# [WORK ORDER]
Filter the data for lines with the word "laptop" and copy those lines.

(Region pointing data)
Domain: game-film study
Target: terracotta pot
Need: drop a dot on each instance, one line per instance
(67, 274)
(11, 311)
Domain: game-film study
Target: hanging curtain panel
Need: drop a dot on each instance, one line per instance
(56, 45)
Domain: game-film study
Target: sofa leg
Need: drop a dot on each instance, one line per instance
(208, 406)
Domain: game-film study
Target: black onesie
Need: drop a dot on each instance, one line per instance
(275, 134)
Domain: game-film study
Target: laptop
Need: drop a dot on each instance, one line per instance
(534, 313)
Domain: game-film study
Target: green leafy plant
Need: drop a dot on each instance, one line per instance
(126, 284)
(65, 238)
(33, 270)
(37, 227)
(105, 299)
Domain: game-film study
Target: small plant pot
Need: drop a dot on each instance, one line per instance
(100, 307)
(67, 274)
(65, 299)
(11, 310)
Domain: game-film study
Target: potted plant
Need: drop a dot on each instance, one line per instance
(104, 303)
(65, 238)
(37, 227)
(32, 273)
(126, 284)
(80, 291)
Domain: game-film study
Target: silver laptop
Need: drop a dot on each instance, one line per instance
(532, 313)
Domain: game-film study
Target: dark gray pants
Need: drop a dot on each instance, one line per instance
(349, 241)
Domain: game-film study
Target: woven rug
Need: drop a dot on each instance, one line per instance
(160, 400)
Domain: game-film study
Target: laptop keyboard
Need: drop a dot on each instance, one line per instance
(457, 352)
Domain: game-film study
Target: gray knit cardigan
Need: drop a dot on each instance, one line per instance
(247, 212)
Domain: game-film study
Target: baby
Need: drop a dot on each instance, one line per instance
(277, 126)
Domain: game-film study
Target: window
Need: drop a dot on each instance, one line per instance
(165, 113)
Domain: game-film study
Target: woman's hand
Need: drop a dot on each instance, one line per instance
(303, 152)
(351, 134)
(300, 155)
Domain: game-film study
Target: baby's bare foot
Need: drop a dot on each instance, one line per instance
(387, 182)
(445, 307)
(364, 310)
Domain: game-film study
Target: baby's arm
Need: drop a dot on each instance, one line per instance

# [RESULT OF THIS TASK]
Target: laptop
Target: silver laptop
Target: laptop keyboard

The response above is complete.